Write out exactly, please, the lines from the one containing "find the dense" to the end of the material.

## BEGIN Exercise input

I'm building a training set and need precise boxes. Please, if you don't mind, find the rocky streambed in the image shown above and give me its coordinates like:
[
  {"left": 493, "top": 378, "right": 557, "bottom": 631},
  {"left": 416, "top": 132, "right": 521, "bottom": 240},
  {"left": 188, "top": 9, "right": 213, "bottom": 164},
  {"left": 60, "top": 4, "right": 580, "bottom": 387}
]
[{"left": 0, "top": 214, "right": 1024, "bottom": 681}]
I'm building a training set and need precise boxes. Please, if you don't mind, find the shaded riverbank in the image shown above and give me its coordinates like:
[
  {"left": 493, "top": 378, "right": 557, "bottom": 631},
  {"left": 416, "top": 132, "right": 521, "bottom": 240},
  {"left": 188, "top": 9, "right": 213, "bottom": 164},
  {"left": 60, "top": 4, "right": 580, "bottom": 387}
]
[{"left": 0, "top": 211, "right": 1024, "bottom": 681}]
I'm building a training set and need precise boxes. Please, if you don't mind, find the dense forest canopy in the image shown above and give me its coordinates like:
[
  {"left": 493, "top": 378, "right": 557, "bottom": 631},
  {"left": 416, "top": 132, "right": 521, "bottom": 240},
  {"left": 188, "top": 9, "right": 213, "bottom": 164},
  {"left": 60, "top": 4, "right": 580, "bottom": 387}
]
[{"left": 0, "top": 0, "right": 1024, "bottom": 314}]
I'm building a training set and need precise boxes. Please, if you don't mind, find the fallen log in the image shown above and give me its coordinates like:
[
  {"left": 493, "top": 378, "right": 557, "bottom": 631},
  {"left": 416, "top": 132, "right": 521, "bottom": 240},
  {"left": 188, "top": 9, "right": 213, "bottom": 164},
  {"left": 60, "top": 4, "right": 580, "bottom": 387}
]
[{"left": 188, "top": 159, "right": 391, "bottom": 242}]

## END Exercise input

(Final result)
I'm building a training set and need precise boxes. Please, if you don't mind, find the dense forest canopy in the image shown above and give me its coordinates like:
[
  {"left": 493, "top": 378, "right": 557, "bottom": 631},
  {"left": 416, "top": 132, "right": 521, "bottom": 240},
  {"left": 188, "top": 9, "right": 213, "bottom": 164},
  {"left": 60, "top": 4, "right": 580, "bottom": 387}
]
[{"left": 0, "top": 0, "right": 1024, "bottom": 314}]
I'm building a training set and need precise boxes. Please, if you don't mind, find the fallen log in the image shown above and give me its coordinates like:
[
  {"left": 493, "top": 378, "right": 557, "bottom": 631},
  {"left": 416, "top": 132, "right": 521, "bottom": 240},
  {"left": 188, "top": 9, "right": 213, "bottom": 164},
  {"left": 60, "top": 4, "right": 580, "bottom": 387}
]
[{"left": 188, "top": 159, "right": 391, "bottom": 242}]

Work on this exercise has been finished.